WHAT YOU WILL DO
Pick up the excerpted passage on knitting, car trouble and books where it stops, and carry it further. The listing that follows is separate from it.

EXCERPTED PASSAGE
-- Opening Marker --
So at first, it was a little unsettling to be ‘ignored’ by the ladies, who were mostly looking down and not at me – until I reminded myself that, well, they were crafting and not at all ignoring me. Come to think of it, telling a story without being stared at may actually be quite pleasant, when you get used to it.

On a different note, GTA V has come out for Xbox, and as Victor bought it, our living room is once again, for the time being, intermittently exposed to violence, drug use, reckless driving, foul language and the like. This game is completely weird and pointless, but seems to be enjoyed by the boys; they get into discussions about the specifics of various cars and weapons used in the game. And the satire: everybody and everything is this fictionalised Los Angeles, dubbed Los Santos, is hyperbolised and ridiculed. It is quite funny, actually.
And no, I am not worried that they will want to drive like maniacs up and particularly down mountainous slopes, or steal any number of vehicles including garbage trucks, while on drugs, or rob jewellery shops, or argue with adulterous wives and their yoga teachers, or anything like that. It’s a game; they know the difference, and anyway, characters on drugs behave intensely irrationally, so it’s no advertisement.

As for cars in real life, the TARDIS has been making weird noises lately, when coming into a bend. I asked my dad about it; he started out by guessing at a worn front-wheel casing and recounting how many times he had had something like that fixed on various cars over the years. Yikes.
On further inspection, though, there was no creaking around the wheel; so we went for a little drive – and the problem was identified. The servo transmission turned out to be sorely lacking fluid; and of course, it would be complaining in bends, not driving along in a more or less straight line. It still works, so I hadn’t had any real problem with it, only the noises.
Anyway, this is a very fixable problem, and at a much lower cost than having a wheel casing replaced.


The Knitting
This week, I have pictures, as promised, of my knitting progress. The Leaf cardigan (I still have no fancy name for it) has reached the lace border at the bottom and is moving along nicely, with only a slight hitch when I was starting a RS row and realised that I had done the previous RS wrong. Sigh. I had to tink two rows of 225 stitches each and then re-knit.

Not a huge task in itself, but it put me off it for a day or two, during which I started a pair of striped socks in my quest to work out the perfect sizing on the arched short-row heel socks that will fit into shoes without any bulkiness or bunching.

These were my first attempt, and they are nice and pretty, but the heel behaved slightly differently than I had anticipated, so the foot is too long to fit comfortably into shoes. So, I have shortened the foot, moving the point at which one begins the heel, and I’m giving it another go. 
My sister is beta-knitting again – so we actually managed, during the weekend, to sit side by side, knitting socks from the same pattern. Very cosy.

The new sock fits perfectly – it is not the most beautiful of socks, but it will do as a test sock, and anyway, I can stuff it into a shoe, which was pretty much the whole point of it.


Also, I am fiddling with a cowl design, prompted by the circus aficionados in The Night Circus by Erin Morgenstern, the rêveurs who follow the circus, dressed in black or white or grey, with a splash of red.
More on this in due course.


The Books
In paper version, I am reading Midnight in the Garden of Good and Evil by John Berendt. It took me quite a while to get into this book; it didn’t feel like a continuous novel, but more like a series of vignettes featuring various inhabitants of Savannah, Georgia. I resolved to plough on, though, to see how it progressed and whether it would turn into a proper story.
-- Closing Marker --
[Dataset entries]
-- Opening Marker --
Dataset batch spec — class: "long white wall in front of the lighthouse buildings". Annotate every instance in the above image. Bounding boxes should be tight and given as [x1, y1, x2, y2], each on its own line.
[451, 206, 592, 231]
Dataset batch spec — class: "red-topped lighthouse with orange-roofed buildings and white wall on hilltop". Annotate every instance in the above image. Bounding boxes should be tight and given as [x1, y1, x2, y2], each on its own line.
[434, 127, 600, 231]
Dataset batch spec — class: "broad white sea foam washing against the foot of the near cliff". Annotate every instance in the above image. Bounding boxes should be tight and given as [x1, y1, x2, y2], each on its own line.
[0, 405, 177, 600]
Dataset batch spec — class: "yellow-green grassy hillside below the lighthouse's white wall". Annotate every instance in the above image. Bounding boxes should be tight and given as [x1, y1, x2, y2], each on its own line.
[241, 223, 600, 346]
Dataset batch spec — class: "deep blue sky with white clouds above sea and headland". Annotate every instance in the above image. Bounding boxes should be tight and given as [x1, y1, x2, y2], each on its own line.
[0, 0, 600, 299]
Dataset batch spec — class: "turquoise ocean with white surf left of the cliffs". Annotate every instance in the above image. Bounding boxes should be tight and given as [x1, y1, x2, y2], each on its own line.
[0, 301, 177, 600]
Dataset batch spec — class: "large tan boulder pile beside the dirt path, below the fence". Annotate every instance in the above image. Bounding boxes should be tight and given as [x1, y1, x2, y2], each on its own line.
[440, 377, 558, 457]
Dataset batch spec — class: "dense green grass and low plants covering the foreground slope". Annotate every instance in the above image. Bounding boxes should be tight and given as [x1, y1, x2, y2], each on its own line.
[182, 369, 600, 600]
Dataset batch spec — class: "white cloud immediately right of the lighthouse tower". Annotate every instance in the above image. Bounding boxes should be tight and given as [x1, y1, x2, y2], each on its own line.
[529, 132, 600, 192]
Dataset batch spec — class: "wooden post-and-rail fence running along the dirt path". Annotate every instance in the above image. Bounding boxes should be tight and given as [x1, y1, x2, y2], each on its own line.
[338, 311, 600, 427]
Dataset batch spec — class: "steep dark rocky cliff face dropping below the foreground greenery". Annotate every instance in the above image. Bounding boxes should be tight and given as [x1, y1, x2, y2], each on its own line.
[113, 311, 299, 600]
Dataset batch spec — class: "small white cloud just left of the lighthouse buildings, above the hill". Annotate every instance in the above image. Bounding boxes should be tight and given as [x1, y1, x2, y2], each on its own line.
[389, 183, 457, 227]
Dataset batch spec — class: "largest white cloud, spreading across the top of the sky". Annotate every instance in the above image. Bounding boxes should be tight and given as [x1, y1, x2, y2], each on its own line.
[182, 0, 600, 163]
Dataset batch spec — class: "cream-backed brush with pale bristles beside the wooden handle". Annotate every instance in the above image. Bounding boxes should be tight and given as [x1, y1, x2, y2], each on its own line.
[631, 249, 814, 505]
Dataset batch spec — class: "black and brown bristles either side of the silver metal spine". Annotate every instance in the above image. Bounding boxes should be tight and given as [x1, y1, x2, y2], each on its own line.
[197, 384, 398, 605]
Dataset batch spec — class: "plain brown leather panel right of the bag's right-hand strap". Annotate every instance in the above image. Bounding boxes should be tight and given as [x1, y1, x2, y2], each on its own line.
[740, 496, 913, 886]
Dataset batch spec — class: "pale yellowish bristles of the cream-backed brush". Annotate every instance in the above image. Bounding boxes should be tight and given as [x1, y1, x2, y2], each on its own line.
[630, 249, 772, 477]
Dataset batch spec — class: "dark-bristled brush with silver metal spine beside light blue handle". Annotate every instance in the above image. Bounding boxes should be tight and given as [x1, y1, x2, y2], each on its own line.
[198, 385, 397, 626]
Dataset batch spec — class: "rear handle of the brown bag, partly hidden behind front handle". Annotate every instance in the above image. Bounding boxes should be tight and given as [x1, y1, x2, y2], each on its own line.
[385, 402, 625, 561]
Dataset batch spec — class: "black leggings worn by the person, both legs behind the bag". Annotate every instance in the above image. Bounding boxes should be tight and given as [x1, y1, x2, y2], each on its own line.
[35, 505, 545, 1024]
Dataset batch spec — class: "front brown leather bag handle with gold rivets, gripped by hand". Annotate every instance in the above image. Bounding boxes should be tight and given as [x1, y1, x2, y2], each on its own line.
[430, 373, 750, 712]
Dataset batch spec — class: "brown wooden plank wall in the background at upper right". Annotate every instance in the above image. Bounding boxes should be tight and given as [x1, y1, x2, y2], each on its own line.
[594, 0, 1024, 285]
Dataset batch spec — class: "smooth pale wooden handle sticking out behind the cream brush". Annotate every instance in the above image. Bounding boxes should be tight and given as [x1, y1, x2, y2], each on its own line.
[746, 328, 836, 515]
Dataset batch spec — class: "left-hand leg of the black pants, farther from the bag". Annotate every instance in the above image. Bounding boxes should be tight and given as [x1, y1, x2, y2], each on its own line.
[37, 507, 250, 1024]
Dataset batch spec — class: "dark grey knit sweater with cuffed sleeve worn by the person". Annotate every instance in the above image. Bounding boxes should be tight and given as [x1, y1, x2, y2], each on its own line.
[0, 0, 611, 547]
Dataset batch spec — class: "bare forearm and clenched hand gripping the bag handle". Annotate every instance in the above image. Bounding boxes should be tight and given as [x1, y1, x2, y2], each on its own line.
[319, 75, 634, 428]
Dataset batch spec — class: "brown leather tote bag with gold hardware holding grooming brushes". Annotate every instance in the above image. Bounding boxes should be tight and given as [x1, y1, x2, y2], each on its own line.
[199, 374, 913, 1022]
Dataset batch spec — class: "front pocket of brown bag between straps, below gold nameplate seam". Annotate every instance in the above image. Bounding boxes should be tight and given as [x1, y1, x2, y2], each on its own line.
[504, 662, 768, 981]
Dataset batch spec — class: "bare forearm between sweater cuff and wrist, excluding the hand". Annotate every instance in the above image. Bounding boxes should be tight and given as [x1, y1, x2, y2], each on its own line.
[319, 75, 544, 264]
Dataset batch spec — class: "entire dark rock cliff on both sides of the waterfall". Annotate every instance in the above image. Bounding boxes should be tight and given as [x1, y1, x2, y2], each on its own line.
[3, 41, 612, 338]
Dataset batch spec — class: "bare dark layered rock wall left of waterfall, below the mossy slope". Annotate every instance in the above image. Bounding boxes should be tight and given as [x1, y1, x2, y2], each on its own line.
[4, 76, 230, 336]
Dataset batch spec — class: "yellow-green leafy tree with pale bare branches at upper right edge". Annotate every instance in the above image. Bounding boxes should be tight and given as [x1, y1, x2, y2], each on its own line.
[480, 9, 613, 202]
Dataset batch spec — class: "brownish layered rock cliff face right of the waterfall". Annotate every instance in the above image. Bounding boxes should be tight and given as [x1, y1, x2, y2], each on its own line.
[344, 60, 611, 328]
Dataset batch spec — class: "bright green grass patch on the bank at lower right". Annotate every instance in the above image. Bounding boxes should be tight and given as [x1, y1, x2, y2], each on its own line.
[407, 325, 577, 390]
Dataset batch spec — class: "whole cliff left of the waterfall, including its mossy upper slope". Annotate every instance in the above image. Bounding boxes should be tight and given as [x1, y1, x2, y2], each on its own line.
-- Closing Marker --
ANSWER TO THIS TASK
Then, when I was about two-thirds through, my eye caught the topmost line on the front cover: The Bestselling True Crime Classic. A classic doh! moment.
The main story in the book is the trial of Jim Williams for the 1981 shooting of his assistant Danny Hansford, who was also his lover; I looked up James Arthur Williams, 1930-1990, on Wikipedia – without reading the article, as I hadn’t finished the book yet and didn’t know the outcome of the trial.
So, well, that explained the newspaper feature quality of the writing. I am still not thrilled by the book, but I am going to finish it.

On the audio side of things, I have a lot going on.
On home alone-days (or rather, half days), I am still listening to A Tale for the Time Being by Ruth Ozeki, the virtues of which I have already extolled on a couple of occasions. This is one of those books that you want to listen to for the pleasure of it and the pain of finding out what happens next; and yet, you don’t want it to finish.

At the library, I found a book on CD – I have previously listened to a bunch of those in the car, but having been away from work for three years and thus not driving much on a regular basis, I haven’t had much use for them. Now, though, I have just over an hour six times a week, so I will be visiting the library for audio books again.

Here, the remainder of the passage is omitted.